ТЕКСТ ДОКУМЕНТА |
───
# Авиация > Современность >  у МиГ-31 есть шанс против Ф-15с или нет?

## андрей-rlhzrl

у Миг-31 имеет несколько преимущества,во первых есть способность сверхзвукового крейсера(не смотря на то,что это при работе в форсаже и у Миг-31 есть огромный запас топлива(16.3тон !).поэтому можно сравнительно долго полетать в режиме сверхзвукового крейсера).и РЛС с ФАР,которые можно обнаружить цели далеко(далее чем РЛС Ф-15С).и потолок полета Миг-31 тоже выше чем Ф-15...

----------


## Мелихов Александр

Так вы же сам на свой вопрос и ответили  :Smile: 
Раньше было хоть корректно сравнивать МиГ-31 с F-14, теперь же, после снятия их с вооружения, любители теоретических сравнений будут искать схожесть и различия с F-15... Давайте просто тезисно и закроем тему:
1. В дальнем ракетном бою обе характеристики - дальность обнаружения и дальность пуска у МиГа выше в 2 раза.
2. В ближнем бою, вероятность которого допустить даже сложно, принято учитывать характеристики установившегося виража, и тут маневренность американца естественно лучше, поэтому и сравнивать ракеты нет смысла.
3. Самолеты просто разных классов и задач...
───
ЗАДАНИЕ | Какой запас топлива МиГ-31 указан в тексте документа? Для ответа используйте только текст документа.
───
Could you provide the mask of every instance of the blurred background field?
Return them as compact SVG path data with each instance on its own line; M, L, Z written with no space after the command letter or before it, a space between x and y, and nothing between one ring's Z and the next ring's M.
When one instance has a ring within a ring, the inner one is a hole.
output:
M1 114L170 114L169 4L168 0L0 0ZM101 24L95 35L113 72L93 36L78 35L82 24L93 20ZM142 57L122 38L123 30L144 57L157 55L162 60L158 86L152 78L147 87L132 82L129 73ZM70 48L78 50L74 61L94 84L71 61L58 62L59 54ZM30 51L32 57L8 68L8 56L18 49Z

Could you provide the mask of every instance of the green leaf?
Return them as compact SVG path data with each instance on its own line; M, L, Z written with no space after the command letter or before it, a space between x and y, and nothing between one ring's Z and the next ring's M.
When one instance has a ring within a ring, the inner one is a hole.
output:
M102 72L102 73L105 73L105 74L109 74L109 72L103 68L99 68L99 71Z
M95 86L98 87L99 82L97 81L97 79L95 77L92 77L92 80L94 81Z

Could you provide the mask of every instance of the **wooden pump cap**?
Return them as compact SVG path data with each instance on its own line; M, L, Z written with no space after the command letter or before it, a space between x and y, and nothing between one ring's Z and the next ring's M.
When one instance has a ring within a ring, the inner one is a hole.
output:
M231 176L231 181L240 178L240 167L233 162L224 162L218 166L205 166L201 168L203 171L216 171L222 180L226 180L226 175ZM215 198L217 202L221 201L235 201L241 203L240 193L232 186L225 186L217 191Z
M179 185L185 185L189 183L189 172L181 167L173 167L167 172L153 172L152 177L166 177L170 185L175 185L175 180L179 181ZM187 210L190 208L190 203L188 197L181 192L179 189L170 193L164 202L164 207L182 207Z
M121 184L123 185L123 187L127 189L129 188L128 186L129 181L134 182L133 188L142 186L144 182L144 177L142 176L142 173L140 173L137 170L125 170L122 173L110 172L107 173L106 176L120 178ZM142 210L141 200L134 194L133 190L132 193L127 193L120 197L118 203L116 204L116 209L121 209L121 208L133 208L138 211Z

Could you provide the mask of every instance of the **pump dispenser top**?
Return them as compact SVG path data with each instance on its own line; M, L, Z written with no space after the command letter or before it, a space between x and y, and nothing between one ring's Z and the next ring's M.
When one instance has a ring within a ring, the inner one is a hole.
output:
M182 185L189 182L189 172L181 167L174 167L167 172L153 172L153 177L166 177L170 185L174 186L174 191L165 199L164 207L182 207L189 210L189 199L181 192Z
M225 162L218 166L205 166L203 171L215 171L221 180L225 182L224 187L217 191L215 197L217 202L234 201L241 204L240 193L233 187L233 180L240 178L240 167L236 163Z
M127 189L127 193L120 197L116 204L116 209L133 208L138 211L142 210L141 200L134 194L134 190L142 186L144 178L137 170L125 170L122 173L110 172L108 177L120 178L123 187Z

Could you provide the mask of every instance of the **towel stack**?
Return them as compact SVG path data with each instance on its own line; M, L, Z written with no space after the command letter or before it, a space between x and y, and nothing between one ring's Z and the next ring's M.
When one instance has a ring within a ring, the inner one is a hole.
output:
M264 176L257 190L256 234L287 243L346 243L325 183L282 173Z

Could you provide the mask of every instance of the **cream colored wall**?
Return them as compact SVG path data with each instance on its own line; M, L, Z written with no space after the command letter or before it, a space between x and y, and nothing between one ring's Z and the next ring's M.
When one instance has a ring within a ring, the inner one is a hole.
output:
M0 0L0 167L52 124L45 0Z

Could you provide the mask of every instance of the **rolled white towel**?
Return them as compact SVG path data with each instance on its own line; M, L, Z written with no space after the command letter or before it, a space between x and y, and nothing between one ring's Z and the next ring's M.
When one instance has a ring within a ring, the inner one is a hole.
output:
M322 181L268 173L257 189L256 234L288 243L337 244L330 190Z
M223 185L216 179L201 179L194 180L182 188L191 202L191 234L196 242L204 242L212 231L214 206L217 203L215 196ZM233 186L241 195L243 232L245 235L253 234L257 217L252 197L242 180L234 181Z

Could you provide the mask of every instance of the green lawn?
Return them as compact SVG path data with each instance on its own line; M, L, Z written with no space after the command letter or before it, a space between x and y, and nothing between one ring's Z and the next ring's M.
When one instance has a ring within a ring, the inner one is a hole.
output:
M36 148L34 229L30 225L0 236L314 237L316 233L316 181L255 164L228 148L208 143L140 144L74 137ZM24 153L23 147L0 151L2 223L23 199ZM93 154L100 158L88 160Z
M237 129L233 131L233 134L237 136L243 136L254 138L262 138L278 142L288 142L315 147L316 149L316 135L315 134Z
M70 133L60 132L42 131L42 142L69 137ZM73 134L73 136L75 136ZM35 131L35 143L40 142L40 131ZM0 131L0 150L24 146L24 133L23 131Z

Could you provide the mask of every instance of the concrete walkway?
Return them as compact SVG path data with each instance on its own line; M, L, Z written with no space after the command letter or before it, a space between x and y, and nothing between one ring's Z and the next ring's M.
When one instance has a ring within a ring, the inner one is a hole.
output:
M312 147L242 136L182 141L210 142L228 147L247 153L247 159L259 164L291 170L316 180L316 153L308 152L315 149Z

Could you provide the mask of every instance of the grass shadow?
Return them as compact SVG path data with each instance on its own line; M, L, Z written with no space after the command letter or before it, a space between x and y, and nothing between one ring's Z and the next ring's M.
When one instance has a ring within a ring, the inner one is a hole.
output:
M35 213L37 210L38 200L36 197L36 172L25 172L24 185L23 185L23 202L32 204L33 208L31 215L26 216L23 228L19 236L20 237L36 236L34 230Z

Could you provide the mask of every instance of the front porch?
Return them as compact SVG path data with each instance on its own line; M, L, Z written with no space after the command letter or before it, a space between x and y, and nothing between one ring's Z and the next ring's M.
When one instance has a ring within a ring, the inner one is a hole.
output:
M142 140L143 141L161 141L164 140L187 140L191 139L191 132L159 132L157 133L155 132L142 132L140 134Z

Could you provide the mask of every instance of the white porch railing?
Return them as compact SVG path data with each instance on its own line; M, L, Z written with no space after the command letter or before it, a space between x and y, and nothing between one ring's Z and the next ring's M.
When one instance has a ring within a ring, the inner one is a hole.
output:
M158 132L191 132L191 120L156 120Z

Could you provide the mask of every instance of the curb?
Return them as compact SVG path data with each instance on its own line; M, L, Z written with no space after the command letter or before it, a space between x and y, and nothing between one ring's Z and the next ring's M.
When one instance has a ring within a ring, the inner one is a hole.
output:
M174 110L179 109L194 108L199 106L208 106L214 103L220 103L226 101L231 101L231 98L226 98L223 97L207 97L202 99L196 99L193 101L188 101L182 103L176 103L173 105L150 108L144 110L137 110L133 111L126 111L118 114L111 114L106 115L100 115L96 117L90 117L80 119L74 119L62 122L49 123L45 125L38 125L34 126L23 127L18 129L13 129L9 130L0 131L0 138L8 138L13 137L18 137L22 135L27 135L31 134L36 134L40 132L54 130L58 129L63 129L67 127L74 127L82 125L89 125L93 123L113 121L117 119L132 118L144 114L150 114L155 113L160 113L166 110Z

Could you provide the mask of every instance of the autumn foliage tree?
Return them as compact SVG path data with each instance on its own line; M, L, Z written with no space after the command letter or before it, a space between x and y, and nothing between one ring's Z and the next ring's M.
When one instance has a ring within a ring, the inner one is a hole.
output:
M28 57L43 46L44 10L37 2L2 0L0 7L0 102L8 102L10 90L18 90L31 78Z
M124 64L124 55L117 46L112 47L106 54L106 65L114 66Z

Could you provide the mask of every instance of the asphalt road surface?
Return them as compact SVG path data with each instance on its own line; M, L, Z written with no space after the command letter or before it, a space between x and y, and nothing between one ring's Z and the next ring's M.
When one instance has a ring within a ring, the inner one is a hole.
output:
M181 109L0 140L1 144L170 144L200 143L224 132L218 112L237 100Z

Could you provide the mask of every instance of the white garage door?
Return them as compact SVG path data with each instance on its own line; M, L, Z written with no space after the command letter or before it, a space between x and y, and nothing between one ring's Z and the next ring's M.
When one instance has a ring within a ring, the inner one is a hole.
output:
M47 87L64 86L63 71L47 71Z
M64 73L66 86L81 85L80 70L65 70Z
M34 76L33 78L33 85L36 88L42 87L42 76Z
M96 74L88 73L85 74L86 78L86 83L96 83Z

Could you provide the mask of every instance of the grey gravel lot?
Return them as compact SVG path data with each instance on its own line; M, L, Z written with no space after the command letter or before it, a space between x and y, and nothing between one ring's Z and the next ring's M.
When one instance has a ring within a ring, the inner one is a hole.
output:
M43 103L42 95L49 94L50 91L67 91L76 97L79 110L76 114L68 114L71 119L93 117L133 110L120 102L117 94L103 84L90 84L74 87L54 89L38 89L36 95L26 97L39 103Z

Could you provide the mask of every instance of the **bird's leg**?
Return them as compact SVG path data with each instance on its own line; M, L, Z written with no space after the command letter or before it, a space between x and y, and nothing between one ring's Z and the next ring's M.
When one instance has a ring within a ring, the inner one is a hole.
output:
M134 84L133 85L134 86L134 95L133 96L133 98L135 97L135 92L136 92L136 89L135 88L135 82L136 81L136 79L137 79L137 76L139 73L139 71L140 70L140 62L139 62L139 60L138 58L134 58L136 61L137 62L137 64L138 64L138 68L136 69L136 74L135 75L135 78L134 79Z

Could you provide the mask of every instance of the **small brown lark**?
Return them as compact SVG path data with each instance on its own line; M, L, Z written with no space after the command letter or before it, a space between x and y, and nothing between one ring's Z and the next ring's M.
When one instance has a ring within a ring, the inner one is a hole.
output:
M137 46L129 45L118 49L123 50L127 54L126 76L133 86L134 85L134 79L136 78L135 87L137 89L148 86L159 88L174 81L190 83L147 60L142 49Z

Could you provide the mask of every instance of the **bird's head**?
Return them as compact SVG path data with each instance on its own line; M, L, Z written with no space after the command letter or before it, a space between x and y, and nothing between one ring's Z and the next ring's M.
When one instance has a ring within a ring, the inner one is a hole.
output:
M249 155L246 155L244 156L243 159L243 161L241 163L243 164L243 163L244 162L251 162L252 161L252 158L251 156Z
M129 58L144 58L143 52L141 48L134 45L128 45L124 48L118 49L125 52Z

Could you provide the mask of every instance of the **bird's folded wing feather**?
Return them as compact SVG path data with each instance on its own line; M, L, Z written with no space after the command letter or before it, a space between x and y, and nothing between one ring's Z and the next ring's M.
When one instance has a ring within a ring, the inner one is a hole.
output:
───
ПИСЬМЕННЫЙ ОТВЕТ | 16,3 тонны.